[Work to be completed] Which rows below contain the word "oven"? Copy out only those rows, treating uppercase and lowercase letters as different.

[Material for this task]

· · · · ·

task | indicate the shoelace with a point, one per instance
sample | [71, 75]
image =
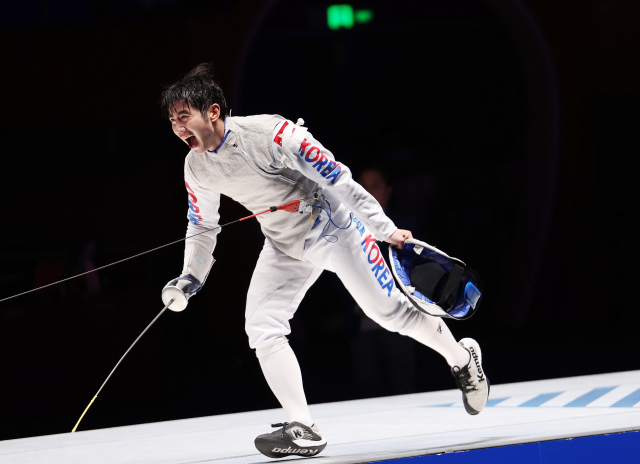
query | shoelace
[463, 376]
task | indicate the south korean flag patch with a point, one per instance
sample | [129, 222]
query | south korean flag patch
[436, 283]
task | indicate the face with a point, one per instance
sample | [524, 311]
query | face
[194, 129]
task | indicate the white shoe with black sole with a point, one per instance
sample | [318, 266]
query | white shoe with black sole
[471, 379]
[293, 439]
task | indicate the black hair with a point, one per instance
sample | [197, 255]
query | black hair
[196, 89]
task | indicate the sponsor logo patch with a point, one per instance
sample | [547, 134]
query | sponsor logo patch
[478, 366]
[327, 168]
[290, 450]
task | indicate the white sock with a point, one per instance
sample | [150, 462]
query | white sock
[434, 333]
[282, 371]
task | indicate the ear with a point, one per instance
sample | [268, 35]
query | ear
[214, 112]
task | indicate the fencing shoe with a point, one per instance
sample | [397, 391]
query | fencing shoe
[471, 379]
[293, 439]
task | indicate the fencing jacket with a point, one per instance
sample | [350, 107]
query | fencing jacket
[265, 161]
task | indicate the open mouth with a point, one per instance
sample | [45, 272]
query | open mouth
[191, 141]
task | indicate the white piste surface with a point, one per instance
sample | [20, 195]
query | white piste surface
[357, 431]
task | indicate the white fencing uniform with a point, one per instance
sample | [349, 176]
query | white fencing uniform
[267, 161]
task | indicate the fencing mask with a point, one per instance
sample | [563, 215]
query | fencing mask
[436, 283]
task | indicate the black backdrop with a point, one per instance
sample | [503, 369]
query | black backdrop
[438, 97]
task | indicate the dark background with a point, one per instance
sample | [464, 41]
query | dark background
[507, 128]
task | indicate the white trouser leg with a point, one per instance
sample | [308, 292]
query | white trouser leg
[280, 368]
[358, 262]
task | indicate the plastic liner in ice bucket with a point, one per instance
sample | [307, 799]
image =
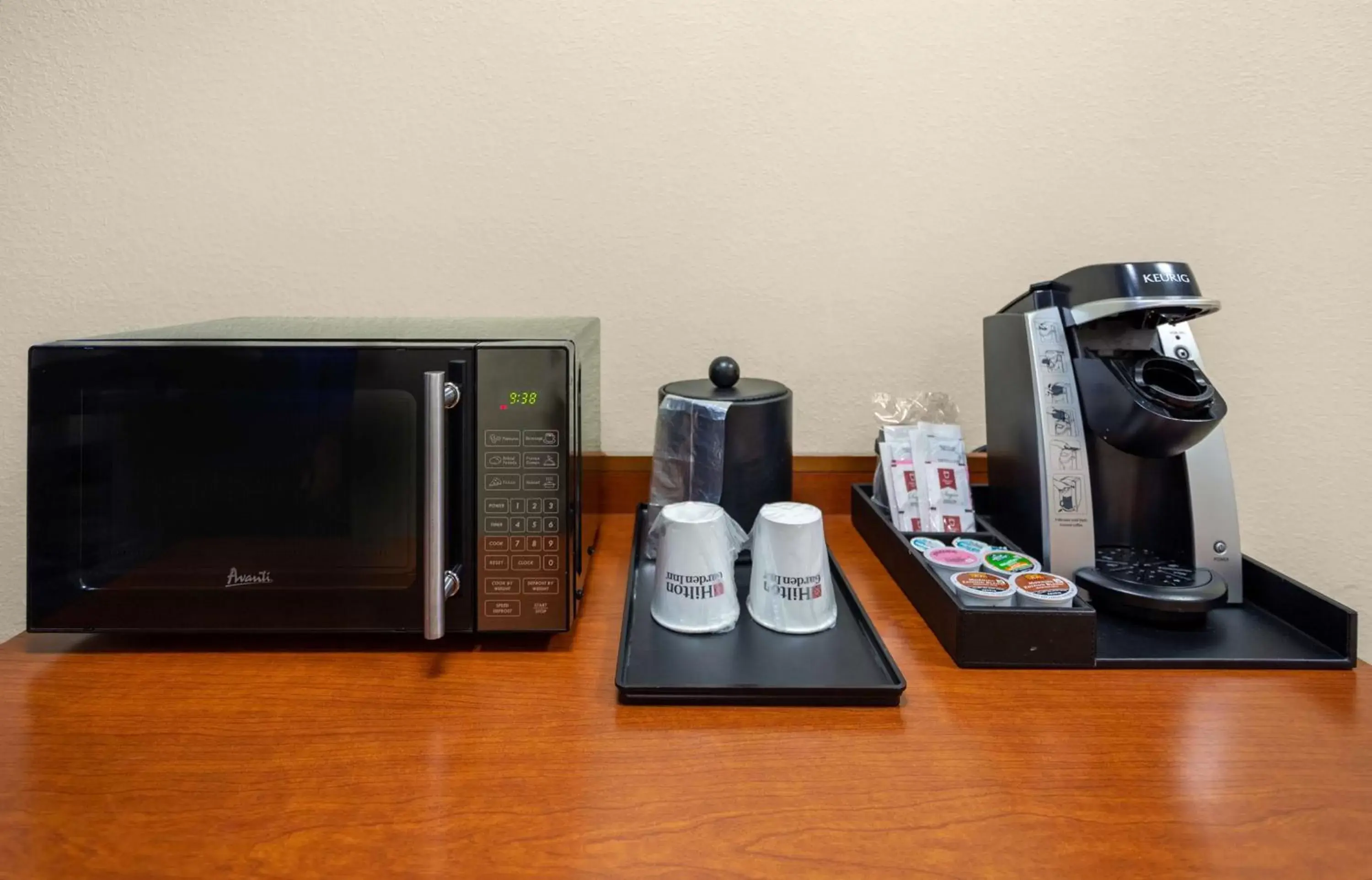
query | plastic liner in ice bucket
[725, 440]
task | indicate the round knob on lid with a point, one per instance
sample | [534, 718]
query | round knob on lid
[724, 372]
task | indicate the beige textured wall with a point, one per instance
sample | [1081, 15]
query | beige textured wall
[835, 193]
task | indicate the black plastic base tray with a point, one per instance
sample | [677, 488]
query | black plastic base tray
[1281, 625]
[847, 665]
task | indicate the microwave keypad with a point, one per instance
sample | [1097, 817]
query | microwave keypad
[523, 542]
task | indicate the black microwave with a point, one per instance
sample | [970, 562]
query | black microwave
[312, 476]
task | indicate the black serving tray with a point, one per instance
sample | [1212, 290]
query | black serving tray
[847, 665]
[1281, 625]
[975, 636]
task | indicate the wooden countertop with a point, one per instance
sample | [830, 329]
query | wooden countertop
[331, 762]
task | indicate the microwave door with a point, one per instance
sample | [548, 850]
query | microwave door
[245, 488]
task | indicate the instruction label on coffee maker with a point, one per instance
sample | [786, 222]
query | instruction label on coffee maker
[1067, 480]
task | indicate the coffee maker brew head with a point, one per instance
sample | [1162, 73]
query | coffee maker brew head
[1104, 440]
[1135, 397]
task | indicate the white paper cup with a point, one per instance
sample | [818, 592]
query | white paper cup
[1039, 590]
[791, 590]
[983, 590]
[693, 587]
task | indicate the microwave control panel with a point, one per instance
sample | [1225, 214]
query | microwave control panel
[523, 548]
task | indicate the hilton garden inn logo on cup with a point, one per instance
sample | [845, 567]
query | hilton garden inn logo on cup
[789, 591]
[807, 588]
[693, 587]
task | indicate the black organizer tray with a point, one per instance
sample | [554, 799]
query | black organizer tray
[847, 665]
[1281, 625]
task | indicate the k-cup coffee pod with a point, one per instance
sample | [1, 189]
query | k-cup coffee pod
[791, 588]
[1039, 590]
[950, 561]
[983, 590]
[693, 585]
[1008, 563]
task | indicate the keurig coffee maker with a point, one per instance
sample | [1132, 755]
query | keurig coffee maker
[1105, 451]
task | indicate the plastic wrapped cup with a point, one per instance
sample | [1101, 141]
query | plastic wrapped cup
[791, 590]
[983, 590]
[693, 587]
[1039, 590]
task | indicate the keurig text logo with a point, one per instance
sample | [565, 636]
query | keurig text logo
[696, 585]
[793, 590]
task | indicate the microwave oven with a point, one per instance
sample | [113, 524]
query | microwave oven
[313, 476]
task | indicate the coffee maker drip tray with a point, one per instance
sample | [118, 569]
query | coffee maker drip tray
[1143, 584]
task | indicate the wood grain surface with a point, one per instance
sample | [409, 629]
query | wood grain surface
[328, 758]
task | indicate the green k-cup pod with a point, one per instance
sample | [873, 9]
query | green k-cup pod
[1008, 563]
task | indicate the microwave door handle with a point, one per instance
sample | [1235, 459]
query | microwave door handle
[439, 583]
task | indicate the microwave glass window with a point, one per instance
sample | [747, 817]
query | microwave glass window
[249, 488]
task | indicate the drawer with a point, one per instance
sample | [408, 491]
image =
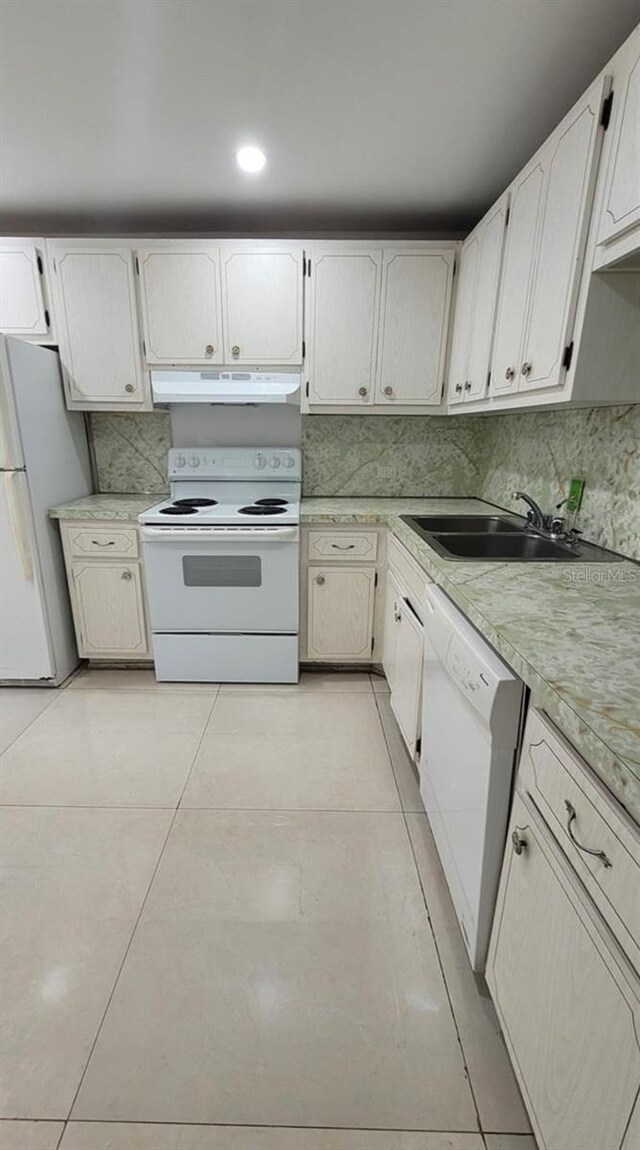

· · · · ·

[Task response]
task | indicate the microwave oven with a point, one per instance
query | microwave oven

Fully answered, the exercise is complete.